DATA PROVIDED —
◇ ◇ ◇ ◇ ◇

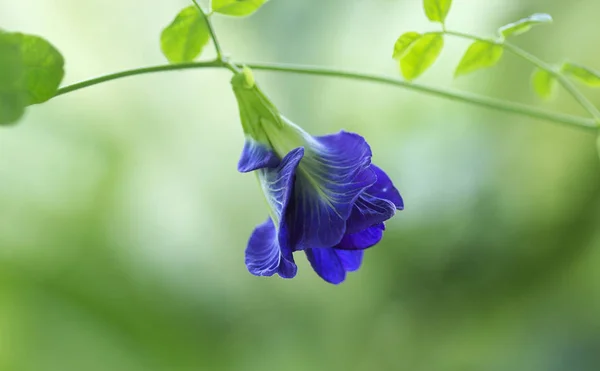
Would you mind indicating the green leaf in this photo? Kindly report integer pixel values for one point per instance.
(31, 70)
(544, 83)
(183, 40)
(12, 97)
(237, 8)
(43, 67)
(481, 54)
(421, 55)
(524, 25)
(403, 43)
(583, 74)
(437, 10)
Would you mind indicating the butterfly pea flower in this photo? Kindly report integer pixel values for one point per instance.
(324, 195)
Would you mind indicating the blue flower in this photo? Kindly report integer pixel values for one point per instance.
(324, 195)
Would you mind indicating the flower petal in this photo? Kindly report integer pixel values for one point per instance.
(363, 239)
(327, 264)
(255, 156)
(351, 260)
(264, 256)
(384, 188)
(330, 177)
(369, 211)
(278, 184)
(332, 264)
(376, 205)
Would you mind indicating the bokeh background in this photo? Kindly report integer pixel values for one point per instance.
(123, 220)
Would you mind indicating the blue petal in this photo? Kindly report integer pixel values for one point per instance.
(332, 264)
(265, 257)
(327, 264)
(363, 239)
(376, 205)
(368, 211)
(268, 250)
(277, 184)
(256, 155)
(330, 177)
(384, 188)
(351, 260)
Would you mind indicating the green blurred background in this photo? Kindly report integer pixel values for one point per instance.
(123, 220)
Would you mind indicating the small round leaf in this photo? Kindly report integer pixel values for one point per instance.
(31, 70)
(403, 43)
(544, 83)
(184, 39)
(481, 54)
(437, 10)
(421, 55)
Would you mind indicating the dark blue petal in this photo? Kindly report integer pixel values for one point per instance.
(277, 184)
(268, 250)
(369, 210)
(351, 260)
(384, 188)
(256, 156)
(363, 239)
(377, 204)
(333, 173)
(264, 256)
(327, 264)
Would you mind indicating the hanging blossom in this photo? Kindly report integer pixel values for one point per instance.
(324, 195)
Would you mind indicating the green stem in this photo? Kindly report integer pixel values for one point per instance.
(211, 30)
(565, 82)
(320, 71)
(138, 71)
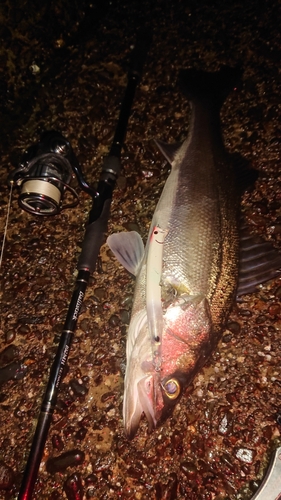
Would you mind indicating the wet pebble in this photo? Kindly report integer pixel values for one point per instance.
(225, 424)
(9, 354)
(245, 455)
(189, 469)
(62, 462)
(114, 320)
(274, 310)
(6, 476)
(24, 330)
(124, 316)
(57, 442)
(81, 433)
(80, 390)
(73, 487)
(234, 327)
(10, 336)
(85, 325)
(14, 370)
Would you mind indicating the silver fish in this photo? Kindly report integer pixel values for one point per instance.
(187, 275)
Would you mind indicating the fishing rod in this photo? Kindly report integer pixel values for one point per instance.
(94, 235)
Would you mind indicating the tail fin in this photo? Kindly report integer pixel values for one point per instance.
(212, 88)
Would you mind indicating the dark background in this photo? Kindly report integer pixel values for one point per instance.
(63, 66)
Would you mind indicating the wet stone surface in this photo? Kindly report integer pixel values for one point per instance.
(63, 67)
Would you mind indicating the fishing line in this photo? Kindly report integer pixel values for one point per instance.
(6, 224)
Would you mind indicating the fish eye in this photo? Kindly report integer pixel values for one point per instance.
(172, 388)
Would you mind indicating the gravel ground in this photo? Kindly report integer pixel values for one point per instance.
(63, 66)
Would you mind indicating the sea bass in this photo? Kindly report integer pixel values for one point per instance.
(187, 275)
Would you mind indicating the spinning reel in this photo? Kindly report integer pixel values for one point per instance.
(45, 173)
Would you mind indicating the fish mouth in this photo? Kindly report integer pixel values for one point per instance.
(140, 400)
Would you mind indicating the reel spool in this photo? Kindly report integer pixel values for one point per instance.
(44, 175)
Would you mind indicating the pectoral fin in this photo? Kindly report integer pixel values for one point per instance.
(128, 249)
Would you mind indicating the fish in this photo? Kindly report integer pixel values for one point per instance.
(187, 274)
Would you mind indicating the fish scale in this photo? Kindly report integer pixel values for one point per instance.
(176, 321)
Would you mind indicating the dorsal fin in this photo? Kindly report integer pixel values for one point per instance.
(259, 262)
(128, 249)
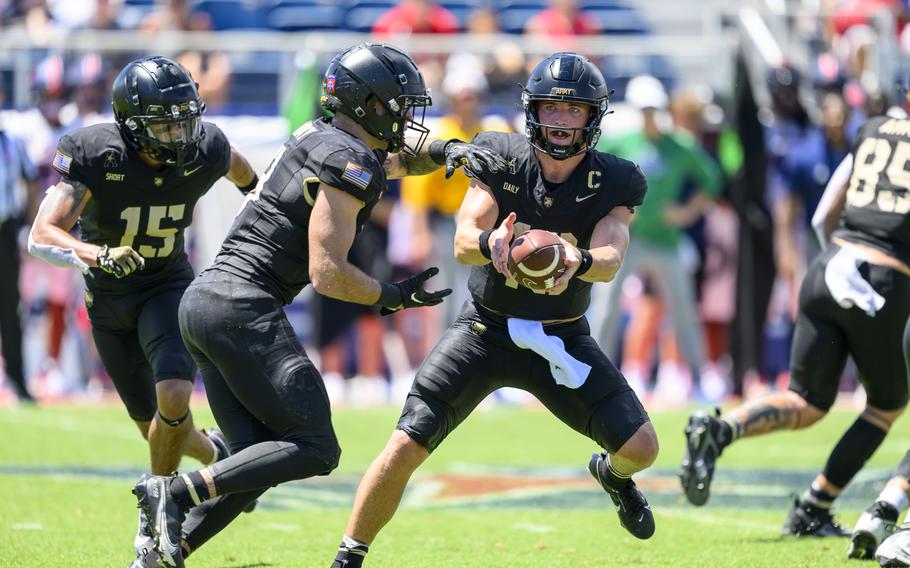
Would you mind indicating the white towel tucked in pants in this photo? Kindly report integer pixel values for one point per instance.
(847, 285)
(566, 370)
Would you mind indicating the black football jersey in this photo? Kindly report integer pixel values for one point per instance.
(267, 243)
(571, 209)
(877, 202)
(134, 204)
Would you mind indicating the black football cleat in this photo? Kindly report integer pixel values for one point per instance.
(147, 559)
(163, 516)
(805, 519)
(631, 506)
(876, 524)
(143, 541)
(702, 450)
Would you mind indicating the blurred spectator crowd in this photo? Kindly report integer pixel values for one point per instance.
(704, 305)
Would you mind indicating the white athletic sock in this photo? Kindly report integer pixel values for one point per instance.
(894, 497)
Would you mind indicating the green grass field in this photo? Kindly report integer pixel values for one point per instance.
(509, 488)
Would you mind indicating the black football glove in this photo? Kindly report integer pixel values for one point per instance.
(475, 159)
(119, 261)
(410, 293)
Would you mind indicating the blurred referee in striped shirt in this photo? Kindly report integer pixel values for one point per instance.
(15, 167)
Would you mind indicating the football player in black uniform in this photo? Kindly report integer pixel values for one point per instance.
(296, 229)
(855, 300)
(132, 187)
(556, 182)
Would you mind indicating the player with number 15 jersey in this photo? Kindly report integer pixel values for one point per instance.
(132, 187)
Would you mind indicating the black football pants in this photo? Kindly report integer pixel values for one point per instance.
(10, 324)
(265, 393)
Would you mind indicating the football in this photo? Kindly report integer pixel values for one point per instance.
(536, 259)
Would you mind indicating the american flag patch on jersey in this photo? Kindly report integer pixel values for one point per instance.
(62, 162)
(356, 175)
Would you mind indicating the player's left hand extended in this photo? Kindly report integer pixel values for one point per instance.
(413, 293)
(500, 241)
(475, 159)
(119, 261)
(572, 262)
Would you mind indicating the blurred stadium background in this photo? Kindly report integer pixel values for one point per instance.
(756, 83)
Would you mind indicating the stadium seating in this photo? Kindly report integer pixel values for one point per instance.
(297, 15)
(232, 14)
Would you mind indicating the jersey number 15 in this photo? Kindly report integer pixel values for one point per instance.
(153, 215)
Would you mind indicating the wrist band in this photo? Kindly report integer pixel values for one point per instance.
(484, 244)
(250, 186)
(389, 295)
(586, 262)
(437, 150)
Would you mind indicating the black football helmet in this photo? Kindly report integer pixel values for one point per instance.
(380, 72)
(565, 77)
(158, 109)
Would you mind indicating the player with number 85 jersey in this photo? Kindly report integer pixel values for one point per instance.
(131, 187)
(854, 301)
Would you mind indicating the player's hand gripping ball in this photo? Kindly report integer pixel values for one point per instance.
(536, 259)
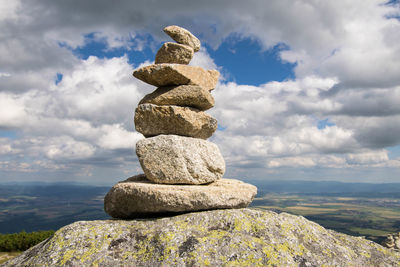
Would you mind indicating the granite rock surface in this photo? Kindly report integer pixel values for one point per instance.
(183, 36)
(235, 237)
(183, 95)
(174, 53)
(152, 120)
(138, 197)
(177, 74)
(173, 159)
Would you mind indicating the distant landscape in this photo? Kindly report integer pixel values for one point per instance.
(370, 210)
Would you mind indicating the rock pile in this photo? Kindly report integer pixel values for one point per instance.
(182, 170)
(392, 241)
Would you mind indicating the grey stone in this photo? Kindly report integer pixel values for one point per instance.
(183, 36)
(173, 159)
(152, 120)
(183, 95)
(177, 74)
(138, 197)
(174, 53)
(241, 237)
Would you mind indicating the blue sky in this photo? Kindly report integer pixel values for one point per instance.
(308, 91)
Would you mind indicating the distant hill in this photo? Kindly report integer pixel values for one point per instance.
(328, 188)
(48, 206)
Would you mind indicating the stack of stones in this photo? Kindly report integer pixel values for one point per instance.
(182, 171)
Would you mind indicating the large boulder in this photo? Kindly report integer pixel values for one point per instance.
(183, 36)
(138, 197)
(182, 95)
(173, 159)
(243, 237)
(177, 74)
(174, 53)
(152, 120)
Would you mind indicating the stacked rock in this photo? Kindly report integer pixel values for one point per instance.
(182, 171)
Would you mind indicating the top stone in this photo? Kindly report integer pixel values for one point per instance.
(183, 36)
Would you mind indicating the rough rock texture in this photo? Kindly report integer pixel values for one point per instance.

◇ ◇ ◇ ◇ ◇

OBJECTIVE — Extract, unchanged, the closing run of lines that opens with the line containing "Would you mind indicating the stack of" and ends with the last line.

SOLVED PROBLEM —
Would you mind indicating the stack of stones in this photo? Kindly report integer pixel values for one point per instance.
(182, 171)
Would you mind indicating the large boulder in this photo? Kindly report integer pixel values for one point per instance.
(183, 36)
(138, 197)
(182, 95)
(173, 159)
(243, 237)
(177, 74)
(174, 53)
(152, 120)
Would you mind indicating the stacked rock in this photo? Kindly report integer pixel values for one point per instance.
(182, 171)
Would you mind indicating the top stone in this photo? Kindly report integer pixel values for one point per instance.
(183, 36)
Would you mind indicating the rough rock texture in this photo? Kindly report integer pixel values for one point per instance.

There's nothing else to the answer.